● **WHAT YOU WILL DO**
Reproduce the rows below, swapping every occurrence of "Put a point on" for "Place a marker on" and leaving everything else untouched.

● **RAW RECORDS**
+===+

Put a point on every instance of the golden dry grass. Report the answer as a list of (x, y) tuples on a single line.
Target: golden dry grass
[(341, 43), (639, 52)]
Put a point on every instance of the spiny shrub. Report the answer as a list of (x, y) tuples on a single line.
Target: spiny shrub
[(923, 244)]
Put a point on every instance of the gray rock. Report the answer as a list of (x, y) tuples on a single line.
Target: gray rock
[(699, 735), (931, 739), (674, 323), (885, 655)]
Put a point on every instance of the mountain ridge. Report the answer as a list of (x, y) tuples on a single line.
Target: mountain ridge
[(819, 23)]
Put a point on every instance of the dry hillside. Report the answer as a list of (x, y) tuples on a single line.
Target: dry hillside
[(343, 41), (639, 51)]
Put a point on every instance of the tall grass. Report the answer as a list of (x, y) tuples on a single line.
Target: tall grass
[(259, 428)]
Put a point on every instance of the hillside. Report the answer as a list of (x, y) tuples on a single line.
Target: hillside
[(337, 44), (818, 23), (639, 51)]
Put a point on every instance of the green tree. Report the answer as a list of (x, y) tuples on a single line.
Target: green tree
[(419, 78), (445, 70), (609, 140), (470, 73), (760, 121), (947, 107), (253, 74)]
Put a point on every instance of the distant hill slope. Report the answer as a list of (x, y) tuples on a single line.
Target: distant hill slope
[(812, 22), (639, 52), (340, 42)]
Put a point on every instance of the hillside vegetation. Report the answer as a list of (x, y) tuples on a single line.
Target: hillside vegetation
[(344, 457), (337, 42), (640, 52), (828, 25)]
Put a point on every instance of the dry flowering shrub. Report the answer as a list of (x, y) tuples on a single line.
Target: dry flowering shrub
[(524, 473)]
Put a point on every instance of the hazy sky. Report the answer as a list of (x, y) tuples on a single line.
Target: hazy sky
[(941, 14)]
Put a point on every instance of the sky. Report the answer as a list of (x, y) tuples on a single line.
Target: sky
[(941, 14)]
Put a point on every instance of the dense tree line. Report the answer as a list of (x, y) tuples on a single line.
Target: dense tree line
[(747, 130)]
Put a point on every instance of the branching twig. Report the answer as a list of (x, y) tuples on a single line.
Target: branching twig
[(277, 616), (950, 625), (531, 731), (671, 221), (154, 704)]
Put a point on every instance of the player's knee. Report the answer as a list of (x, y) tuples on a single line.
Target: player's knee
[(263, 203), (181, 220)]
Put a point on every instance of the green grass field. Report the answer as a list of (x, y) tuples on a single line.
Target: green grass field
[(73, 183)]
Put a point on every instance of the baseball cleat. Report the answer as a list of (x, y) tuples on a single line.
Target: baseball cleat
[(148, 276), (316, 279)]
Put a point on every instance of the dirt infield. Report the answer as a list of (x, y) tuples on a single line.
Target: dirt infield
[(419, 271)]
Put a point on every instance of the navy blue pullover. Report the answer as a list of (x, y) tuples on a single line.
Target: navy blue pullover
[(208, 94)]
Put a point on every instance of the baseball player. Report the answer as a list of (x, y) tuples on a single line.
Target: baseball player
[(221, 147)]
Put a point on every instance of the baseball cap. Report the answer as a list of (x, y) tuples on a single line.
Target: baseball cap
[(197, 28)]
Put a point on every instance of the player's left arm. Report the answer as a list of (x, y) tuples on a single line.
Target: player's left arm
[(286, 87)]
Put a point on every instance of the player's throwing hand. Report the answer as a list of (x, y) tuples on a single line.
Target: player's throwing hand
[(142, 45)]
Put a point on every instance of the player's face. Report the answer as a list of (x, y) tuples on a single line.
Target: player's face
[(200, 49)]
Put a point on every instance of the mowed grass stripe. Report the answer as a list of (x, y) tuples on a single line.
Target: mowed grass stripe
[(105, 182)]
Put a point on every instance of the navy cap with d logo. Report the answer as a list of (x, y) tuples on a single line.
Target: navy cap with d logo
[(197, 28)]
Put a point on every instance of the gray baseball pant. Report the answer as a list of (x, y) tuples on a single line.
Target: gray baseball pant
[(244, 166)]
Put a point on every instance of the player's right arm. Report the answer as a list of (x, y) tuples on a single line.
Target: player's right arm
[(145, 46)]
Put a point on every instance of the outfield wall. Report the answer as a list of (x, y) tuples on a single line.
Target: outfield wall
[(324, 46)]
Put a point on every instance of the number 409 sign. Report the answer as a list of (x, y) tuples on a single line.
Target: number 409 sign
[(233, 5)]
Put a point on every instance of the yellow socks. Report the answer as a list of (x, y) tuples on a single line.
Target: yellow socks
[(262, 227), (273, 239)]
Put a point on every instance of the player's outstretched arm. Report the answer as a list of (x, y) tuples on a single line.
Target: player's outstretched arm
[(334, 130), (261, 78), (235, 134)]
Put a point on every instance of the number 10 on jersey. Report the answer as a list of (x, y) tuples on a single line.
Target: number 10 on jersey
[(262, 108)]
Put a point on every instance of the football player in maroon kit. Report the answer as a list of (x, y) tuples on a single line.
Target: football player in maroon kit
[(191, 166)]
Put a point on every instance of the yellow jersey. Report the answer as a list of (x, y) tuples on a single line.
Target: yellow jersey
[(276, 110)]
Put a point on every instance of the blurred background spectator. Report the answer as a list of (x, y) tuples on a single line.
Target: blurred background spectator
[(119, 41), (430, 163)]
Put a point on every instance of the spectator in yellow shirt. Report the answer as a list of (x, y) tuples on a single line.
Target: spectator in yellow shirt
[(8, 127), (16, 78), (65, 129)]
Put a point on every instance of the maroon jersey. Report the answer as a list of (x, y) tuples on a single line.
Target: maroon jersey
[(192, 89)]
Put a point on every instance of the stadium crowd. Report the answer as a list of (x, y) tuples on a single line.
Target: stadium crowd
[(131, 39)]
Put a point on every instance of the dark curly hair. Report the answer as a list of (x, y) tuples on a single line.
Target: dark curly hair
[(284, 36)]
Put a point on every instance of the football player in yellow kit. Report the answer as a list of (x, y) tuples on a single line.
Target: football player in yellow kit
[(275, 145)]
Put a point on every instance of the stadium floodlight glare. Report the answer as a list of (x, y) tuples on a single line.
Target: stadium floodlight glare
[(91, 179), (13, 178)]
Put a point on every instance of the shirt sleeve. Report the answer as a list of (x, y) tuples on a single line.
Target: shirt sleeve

+===+

● **THE COMPLETED TASK**
Place a marker on every instance of the golden dry grass. Report the answer as a list of (x, y) tuples on a single line.
Target: golden dry grass
[(341, 43), (639, 52)]
Place a marker on every instance of the spiny shrub. Report the answer as a list of (x, y) tuples on a single line.
Target: spiny shrub
[(923, 244)]
Place a marker on every instance of the gray rock. Report the answer as a list of (x, y) tuples on a single line.
Target: gray rock
[(699, 735), (931, 739), (674, 323), (885, 655)]
Place a marker on every instance of the mountain ridge. Report the answer as a list of (x, y) tuples on a single line.
Target: mountain ridge
[(819, 23)]
Place a marker on every instance of the dry hillside. Report the answer as a list of (x, y) tuples on a single line.
Target: dry hillside
[(343, 41), (639, 51)]
Place a marker on every instance of the tall grass. Report the answer as a list of (x, y) tuples on a single line.
Target: tall grass
[(259, 428)]
Place a marker on every instance of the hillside. Report the answer as a list of (x, y) tuples on a single line.
Target: hillside
[(337, 44), (818, 23), (639, 51)]
Place a marker on every instance of the green tree. Report the answer as a list of (x, y) tuples on a single line.
Target: green tree
[(419, 78), (445, 70), (609, 140), (470, 73), (760, 121), (947, 107), (253, 74)]
Place a marker on every instance of the distant hill slope. Report the answer as a list of (x, y) tuples on a single line.
Target: distant hill slope
[(812, 22), (639, 52), (340, 42)]
Place a marker on every instance of the hillside vegetation. Report the answer as a list of (x, y) tuples on a single line.
Target: hillside vegetation
[(344, 457), (337, 42), (640, 52), (828, 25)]
Place a marker on every instance of the dry flowering shrub. Report the answer as a list of (x, y) tuples on a single line.
Target: dry flowering shrub
[(524, 473)]
Place a marker on every instance of the hazy sky. Report the answer as a list of (x, y) tuples on a single line.
Target: hazy sky
[(941, 14)]
Place a marker on every instance of the sky. Report the answer as a list of (x, y) tuples on a single line.
Target: sky
[(941, 14)]
Place a marker on every instance of the dense tree line. Report the answer as a list of (x, y) tuples on a single line.
Target: dense tree line
[(747, 130)]
Place a marker on every instance of the branching twig. Report the answer as a list of (x, y) tuples on a single line.
Target: branching twig
[(277, 616), (950, 625), (531, 731), (671, 221), (154, 704)]
Place a marker on every instance of the player's knee. Report the answer as a list of (x, y) tuples on a single line.
Target: player's knee
[(263, 203), (181, 220)]
Place a marker on every instance of the green grass field. Report the answer as a list of (x, y) tuples on a single line.
Target: green grass field
[(73, 183)]
Place a marker on every instance of the baseball cleat. Report the answer as a list of (x, y) tuples on a single line.
Target: baseball cleat
[(148, 276), (316, 279)]
Place a marker on every instance of the dirt infield. Report the answer as a list of (x, y) tuples on a single line.
Target: dirt infield
[(419, 271)]
Place a marker on every instance of the navy blue pullover. Report the answer as a list of (x, y) tuples on a single line.
Target: navy blue pullover
[(208, 94)]
Place a marker on every instance of the baseball player. Report the answer as a list of (x, y) tuples on a single line.
Target: baseball player
[(221, 147)]
Place a marker on every instance of the baseball cap. Report the answer as a list of (x, y) tuples on a single line.
Target: baseball cap
[(197, 28)]
Place a marker on every instance of the player's left arm. Report the answer as a list of (x, y) tuples on a single line.
Target: player's left arm
[(286, 87)]
Place a marker on every instance of the player's throwing hand. Report the answer as a list of (x, y) tuples on a single line.
Target: player's throwing hand
[(142, 45)]
Place a marker on every instance of the player's face. Report the answer as a list of (x, y) tuples on a single line.
Target: player's face
[(200, 49)]
Place a marker on every instance of the mowed grass stripe. Report the answer as a list of (x, y) tuples on a single line.
Target: mowed grass stripe
[(105, 182)]
Place a marker on every instance of the navy cap with d logo. Report the answer as a list of (x, y) tuples on a single line.
Target: navy cap with d logo
[(197, 28)]
Place a marker on every instance of the gray baseball pant. Report the answer as a list of (x, y) tuples on a single line.
Target: gray baseball pant
[(244, 166)]
Place a marker on every instance of the player's right arm. Report the answer as a list of (x, y) tuples on a single line.
Target: player's right arm
[(145, 46)]
Place a marker on every instance of the outfield wall. Report the answer as a list of (x, y) tuples on a single line.
Target: outfield wall
[(324, 46)]
Place a marker on every instance of the number 409 sign. Report the answer as a list of (x, y) tuples on a single line.
Target: number 409 sign
[(233, 5)]
Place a marker on every instance of the yellow socks. Report the answer as a list of (x, y) tuples on a single line.
Target: yellow socks
[(262, 227), (273, 239)]
Place a marker on every instance of the player's outstretched arm. Report the answer as a list of (x, y) tuples on a single line.
Target: player's outstretched arm
[(334, 130), (261, 78), (235, 134)]
Place a marker on every instance of the number 10 on jersey. Report the answer as a list of (x, y) tuples on a single line.
Target: number 10 on jersey
[(262, 108)]
Place a marker on every instance of the football player in maroon kit. Report the answer as a list of (x, y) tuples on a single line.
Target: football player in maroon kit
[(191, 166)]
Place a marker on every instance of the yellow jersey. Report the answer as a list of (x, y) tuples on a single line.
Target: yellow jersey
[(276, 110)]
Place a marker on every instance of the blurred background spectator. Report the answer as a list of (x, y) tuples on a single line.
Target: blurred background spectator
[(119, 41), (430, 163)]
Place a marker on every instance of the spectator in yellow shirt. Report the answer as a list of (x, y) tuples on a single line.
Target: spectator in yellow shirt
[(8, 127), (16, 78), (65, 129)]
Place a marker on every instance of the maroon jersey. Report the answer as a list of (x, y) tuples on a single line.
Target: maroon jersey
[(192, 89)]
Place a marker on every instance of the stadium crowd. Report the answer as a list of (x, y) tuples on a single line.
Target: stadium crowd
[(131, 39)]
Place a marker on every instance of the dark curly hair. Report the answer as a list of (x, y) tuples on a single line.
Target: dark curly hair
[(284, 36)]
Place a marker on every instance of the football player in yellow kit. Report the answer as a list of (x, y) tuples on a single line.
Target: football player in yellow kit
[(275, 145)]
Place a marker on every instance of the stadium floodlight glare. Report the answer as a list of (x, y) tuples on a single line.
Target: stadium floodlight glare
[(91, 179), (13, 178)]
Place a marker on every instance of the shirt sleeve. Report the answer as a list of (x, y) tuples on a single line.
Target: shirt sleeve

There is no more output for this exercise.